(begin)
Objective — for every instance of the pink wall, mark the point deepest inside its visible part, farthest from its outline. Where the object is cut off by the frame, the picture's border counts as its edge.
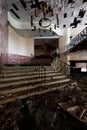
(18, 59)
(3, 33)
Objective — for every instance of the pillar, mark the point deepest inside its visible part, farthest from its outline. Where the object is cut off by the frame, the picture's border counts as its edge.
(3, 32)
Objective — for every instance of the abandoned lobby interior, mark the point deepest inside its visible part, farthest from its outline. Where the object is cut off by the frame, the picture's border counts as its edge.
(38, 91)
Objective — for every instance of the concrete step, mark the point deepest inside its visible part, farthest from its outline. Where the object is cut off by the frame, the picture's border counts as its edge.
(13, 98)
(16, 78)
(16, 90)
(19, 73)
(27, 81)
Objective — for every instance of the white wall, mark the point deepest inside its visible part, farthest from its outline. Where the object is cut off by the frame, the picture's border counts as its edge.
(19, 45)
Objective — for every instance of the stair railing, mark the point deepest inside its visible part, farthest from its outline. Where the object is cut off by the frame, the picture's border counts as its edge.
(39, 68)
(61, 66)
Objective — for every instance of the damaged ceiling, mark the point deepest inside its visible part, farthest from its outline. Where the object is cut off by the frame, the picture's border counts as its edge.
(59, 13)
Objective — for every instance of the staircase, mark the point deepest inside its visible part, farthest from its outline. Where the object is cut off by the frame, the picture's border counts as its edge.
(19, 82)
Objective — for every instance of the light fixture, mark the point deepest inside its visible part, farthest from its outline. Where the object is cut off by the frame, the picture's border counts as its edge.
(44, 12)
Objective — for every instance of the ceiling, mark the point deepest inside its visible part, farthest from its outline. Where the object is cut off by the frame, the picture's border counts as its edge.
(62, 14)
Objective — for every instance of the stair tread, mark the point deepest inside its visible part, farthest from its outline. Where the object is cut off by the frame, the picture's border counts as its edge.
(3, 85)
(15, 90)
(28, 95)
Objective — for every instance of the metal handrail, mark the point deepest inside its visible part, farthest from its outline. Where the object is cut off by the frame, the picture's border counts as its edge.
(40, 68)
(end)
▶ [Stated exercise]: Can you write out all of the lines above again, replacing "pink wall" with "red wall" and changing nothing else? Leave the pictures out.

▶ [In response]:
Objective — for every instance of the red wall, mark the point deepest inside its visible part, farthest from its outline. Where the object is cut off by the frame, the picture's border counts as its edge.
(18, 59)
(3, 33)
Objective — for every instance of the pillar, mark the point deepest inside its visible part, farthest from its outline. Where the object is cut off by the frame, the picture's border counts as its edge.
(3, 32)
Objective — for every instance of the abandoned lobby interior, mark the point deepest inside its visible part, farthest from its outline. Where the object is cut off by the frame, the picture's border counts as its edge.
(38, 91)
Objective — for every instance of the concrete step, mark the point deepest inside its visible part, farthest from its outline. Where the object is cut off by the frame, the picture's border counts as its edge.
(13, 98)
(16, 78)
(16, 90)
(19, 73)
(27, 81)
Objective — for every instance of the white wall, mark the point deepest inside its visible part, farthest from its outline. Where the object is cut off by the frame, the picture's border counts as its edge.
(19, 45)
Objective — for every instance of the stair railing, mark the point deepest inside its visible part, farthest from its outline. Where the object is cut off by the frame, the picture's border counts as its edge.
(39, 68)
(61, 66)
Objective — for every instance of the damaged ceiling, mark the point deepest inside its visible part, farthest from its outline. Where the object is cut off by the frame, the picture's border counts as its edge.
(59, 13)
Objective — for every instance of the staircase, mark the point deepest inside its visible part, farthest from its outline. Where the object is cut off by the frame, the picture's border counts as its edge.
(19, 82)
Objective — for every instance of the light fixture, mark the point deepest inside its visible part, farthest from its outline. Where the object is cut off by the frame, the picture's border counts as its edge.
(44, 12)
Objective — for every instance of the ceiling, mark the point deepest inside its visible part, farthest from its outline. Where the object is cut off by the frame, the picture's border counts as its edge.
(62, 14)
Objective — for every instance of the stair tread, mark the point deepest inside its visible part, farthest from its outline. Where the object is cut off by the frame, the picture's border counts as its edge.
(3, 85)
(15, 90)
(28, 95)
Objective — for every instance of the metal handrail, mark the point deepest inside its visible part, farthest from its outline. Where the object is cut off by the frame, the picture's border counts as its edge.
(40, 68)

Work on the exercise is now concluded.